Records for the task START

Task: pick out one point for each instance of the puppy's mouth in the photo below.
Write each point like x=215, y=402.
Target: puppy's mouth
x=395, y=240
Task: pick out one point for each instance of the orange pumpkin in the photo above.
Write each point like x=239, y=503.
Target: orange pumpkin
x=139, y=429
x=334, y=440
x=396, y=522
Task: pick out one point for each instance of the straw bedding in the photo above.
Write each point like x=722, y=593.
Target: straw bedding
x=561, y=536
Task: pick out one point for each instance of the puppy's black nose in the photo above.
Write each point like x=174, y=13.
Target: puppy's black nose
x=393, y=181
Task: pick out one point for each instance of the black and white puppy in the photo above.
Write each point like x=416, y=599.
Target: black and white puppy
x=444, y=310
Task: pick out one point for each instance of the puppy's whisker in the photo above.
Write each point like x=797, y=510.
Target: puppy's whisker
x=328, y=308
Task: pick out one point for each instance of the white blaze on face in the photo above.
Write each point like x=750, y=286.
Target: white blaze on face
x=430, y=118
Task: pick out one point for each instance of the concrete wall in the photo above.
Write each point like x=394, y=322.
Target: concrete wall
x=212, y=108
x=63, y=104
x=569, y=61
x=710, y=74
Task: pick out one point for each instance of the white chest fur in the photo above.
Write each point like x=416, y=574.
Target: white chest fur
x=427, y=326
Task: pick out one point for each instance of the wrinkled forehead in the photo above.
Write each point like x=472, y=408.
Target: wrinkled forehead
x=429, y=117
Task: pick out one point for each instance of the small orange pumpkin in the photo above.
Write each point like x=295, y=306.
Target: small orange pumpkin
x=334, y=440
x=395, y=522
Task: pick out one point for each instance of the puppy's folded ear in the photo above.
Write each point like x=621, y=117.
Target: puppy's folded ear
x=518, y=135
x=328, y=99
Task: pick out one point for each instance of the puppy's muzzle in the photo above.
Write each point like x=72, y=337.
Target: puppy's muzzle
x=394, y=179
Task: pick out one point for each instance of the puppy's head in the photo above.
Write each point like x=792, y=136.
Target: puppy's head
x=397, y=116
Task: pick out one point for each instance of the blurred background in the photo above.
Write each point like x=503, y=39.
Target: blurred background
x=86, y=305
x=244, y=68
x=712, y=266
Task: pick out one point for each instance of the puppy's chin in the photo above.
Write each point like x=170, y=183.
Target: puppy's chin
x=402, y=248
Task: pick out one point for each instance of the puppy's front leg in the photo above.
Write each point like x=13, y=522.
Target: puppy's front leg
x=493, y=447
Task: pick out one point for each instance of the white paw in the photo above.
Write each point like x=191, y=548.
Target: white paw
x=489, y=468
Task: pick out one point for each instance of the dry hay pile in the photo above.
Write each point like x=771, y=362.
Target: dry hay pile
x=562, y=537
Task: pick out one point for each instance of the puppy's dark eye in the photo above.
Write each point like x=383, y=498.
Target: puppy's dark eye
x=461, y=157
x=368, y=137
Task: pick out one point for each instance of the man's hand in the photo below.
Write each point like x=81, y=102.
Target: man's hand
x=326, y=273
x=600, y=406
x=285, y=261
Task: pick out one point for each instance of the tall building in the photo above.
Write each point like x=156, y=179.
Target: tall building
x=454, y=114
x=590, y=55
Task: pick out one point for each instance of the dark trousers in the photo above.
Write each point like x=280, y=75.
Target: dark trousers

Records for the task END

Problem details:
All lines from the opening of the records through the line where "Write each point like x=295, y=306." occurs are to be output verbatim. No other line belongs in the answer.

Output below:
Task: pick out one point for each instance of the puppy's mouth in the photo below.
Write each point like x=215, y=402.
Target: puppy's mouth
x=395, y=240
Task: pick out one point for each instance of the orange pumpkin in the photo above.
Write each point like x=239, y=503.
Target: orange pumpkin
x=139, y=429
x=334, y=440
x=396, y=522
Task: pick out one point for each instance of the straw bedding in the photo above.
Write each point like x=722, y=593.
Target: straw bedding
x=561, y=536
Task: pick out one point for each instance of the puppy's black nose in the photo above.
Write each point like x=174, y=13.
Target: puppy's black nose
x=393, y=181
Task: pick out one point for each instance of the black and white puppy in the photo above.
Write each point like x=416, y=599.
Target: black and white puppy
x=444, y=310
Task: pick out one point for each instance of the puppy's whisker in the photo above.
Write each point like x=797, y=510.
Target: puppy's whisker
x=328, y=308
Task: pick out one point for each instance of the white blaze on face in the photo above.
Write each point like x=750, y=286.
Target: white blaze on face
x=430, y=118
Task: pick out one point for each instance of the concrete wall in the photo above.
Write each point like x=394, y=322.
Target: concrete wall
x=212, y=108
x=63, y=104
x=569, y=61
x=710, y=74
Task: pick out one point for each instance of the white chest fur in the photo above.
Write each point like x=416, y=574.
Target: white chest fur
x=427, y=326
Task: pick out one point for each instance of the wrinkled forehead in the photo above.
Write each point like x=472, y=408.
Target: wrinkled forehead
x=429, y=117
Task: pick out one point for each instance of the small orange pumpkin in the photo above.
Write each point like x=295, y=306.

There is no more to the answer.